EXERCISE REQUIREMENTS –
a - Reproduce the hot yoga passage starting at "The room temperature" and ending at "achieve deeper poses.", substituting "impurities" for "toxins".
b - Answer these questions using the hot yoga passage:
(i) What temperature range does the room generally reach during hot yoga sessions?
(ii) In which department at Hospital for Special Surgery does Diana Zotos work?
(iii) According to Zotos, which people may be at greater risk of injury?
c - Go on with the hot yoga passage from the point where it ends.

EXCERPT –
Bikram Yoga, otherwise called as hot yoga, which is practiced in a heated environment, is gaining popularity.
The room temperature during 'hot yoga' sessions generally reaches till 90 to 105 degrees. The theory behind it is that hot yoga helps the body to sweat out toxins while allowing the practitioner to safely achieve deeper poses.
While the practice can offer health benefits and a sense of well-being, people practicing hot yoga, especially beginners, should take certain precautions, according to Diana Zotos, a certified yoga instructor and physical therapist in the Rehabilitation Department at Hospital for Special Surgery in Manhattan.
"The heat makes people feel as if they can stretch deeper into poses and can give them a false sense of flexibility. This can lead to muscle strains or damage to the joint, including ligaments and cartilage."
Zotos said people over 40 who have never done Bikram yoga may be at greater risk of injury, and she recommended they familiarize themselves with it prior to trying a class.
"There are many books and videos that describe this style and can demonstrate the poses and techniques."

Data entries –
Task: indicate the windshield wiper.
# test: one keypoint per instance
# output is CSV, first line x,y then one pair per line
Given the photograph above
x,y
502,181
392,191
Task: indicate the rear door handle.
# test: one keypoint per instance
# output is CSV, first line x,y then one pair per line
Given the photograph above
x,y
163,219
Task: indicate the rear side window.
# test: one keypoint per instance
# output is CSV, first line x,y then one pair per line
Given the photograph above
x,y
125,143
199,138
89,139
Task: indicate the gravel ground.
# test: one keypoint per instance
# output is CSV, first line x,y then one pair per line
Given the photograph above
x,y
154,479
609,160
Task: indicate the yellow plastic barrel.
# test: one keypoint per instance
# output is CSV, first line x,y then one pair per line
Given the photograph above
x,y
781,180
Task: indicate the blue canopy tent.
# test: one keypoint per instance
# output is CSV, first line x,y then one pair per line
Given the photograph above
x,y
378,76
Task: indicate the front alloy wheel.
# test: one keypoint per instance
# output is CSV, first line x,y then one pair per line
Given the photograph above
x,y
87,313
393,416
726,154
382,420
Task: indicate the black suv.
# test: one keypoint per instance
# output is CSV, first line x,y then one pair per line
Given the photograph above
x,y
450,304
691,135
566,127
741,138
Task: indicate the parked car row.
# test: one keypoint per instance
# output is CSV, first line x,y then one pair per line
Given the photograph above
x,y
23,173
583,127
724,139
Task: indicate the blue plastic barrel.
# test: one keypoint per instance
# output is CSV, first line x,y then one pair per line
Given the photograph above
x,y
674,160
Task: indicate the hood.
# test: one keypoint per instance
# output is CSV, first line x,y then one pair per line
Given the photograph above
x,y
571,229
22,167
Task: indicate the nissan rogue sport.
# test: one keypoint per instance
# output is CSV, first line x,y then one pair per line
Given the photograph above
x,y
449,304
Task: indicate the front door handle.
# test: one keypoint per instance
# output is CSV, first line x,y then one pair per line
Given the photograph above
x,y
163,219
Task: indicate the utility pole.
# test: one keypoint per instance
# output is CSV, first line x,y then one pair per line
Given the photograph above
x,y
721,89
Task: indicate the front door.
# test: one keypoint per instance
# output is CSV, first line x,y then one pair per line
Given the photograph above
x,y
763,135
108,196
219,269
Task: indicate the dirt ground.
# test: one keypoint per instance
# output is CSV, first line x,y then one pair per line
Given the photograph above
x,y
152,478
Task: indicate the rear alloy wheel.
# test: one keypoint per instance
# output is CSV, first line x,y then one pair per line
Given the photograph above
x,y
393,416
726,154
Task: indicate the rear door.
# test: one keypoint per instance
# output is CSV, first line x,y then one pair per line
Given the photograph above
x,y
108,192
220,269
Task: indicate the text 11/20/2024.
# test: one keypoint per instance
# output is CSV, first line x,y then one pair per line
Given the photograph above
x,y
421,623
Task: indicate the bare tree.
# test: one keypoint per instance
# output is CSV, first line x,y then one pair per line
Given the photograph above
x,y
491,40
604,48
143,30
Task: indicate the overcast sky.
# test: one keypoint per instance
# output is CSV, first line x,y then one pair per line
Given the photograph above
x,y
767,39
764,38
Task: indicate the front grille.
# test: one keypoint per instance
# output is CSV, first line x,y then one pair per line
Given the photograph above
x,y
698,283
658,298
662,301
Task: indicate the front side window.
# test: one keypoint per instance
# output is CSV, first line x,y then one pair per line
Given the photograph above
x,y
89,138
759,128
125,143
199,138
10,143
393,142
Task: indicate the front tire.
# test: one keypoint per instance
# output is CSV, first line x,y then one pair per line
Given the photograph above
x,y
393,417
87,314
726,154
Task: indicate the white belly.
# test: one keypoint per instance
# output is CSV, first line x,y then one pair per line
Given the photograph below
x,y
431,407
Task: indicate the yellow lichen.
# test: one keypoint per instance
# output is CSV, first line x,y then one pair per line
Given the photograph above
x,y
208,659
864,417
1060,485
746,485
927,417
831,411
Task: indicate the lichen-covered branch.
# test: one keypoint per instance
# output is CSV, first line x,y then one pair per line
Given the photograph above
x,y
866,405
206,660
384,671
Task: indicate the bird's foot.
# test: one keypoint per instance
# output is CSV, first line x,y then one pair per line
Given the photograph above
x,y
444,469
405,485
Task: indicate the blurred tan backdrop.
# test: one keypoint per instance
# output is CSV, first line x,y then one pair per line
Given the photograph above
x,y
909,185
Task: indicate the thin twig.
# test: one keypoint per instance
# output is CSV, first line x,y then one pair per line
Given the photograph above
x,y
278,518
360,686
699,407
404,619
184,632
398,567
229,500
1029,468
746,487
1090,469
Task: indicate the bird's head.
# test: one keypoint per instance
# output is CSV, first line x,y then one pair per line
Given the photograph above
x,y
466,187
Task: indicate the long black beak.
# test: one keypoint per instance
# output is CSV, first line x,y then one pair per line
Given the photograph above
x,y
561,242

ANSWER SECTION –
a -
The room temperature during 'hot yoga' sessions generally reaches till 90 to 105 degrees. The theory behind it is that hot yoga helps the body to sweat out impurities while allowing the practitioner to safely achieve deeper poses.

b -
(i) 90 to 105 degrees
(ii) The Rehabilitation Department
(iii) People over 40 who have never done Bikram yoga

c -
"Since classes are constructed of the same 26 poses, people can become familiar with them beforehand."
Beginners should keep in mind that poses will require a certain level of leg, core and upper body strength, as well as balance, Zotos insisted.
People should also have a tolerance for stretching and moderate flexibility in their legs and spine.
"The heat factor also puts more strain on the heart and challenges endurance. That being said, people should be of good cardiovascular health; have healthy hip, knee, spine and shoulder joints; shouldn't have balance or neurological issues; and should have a general tolerance for excessive heat," she advised.
Zotos said that it's especially important that anyone who has hypertension, low blood pressure or heart disease check with their cardiologist before trying hot yoga.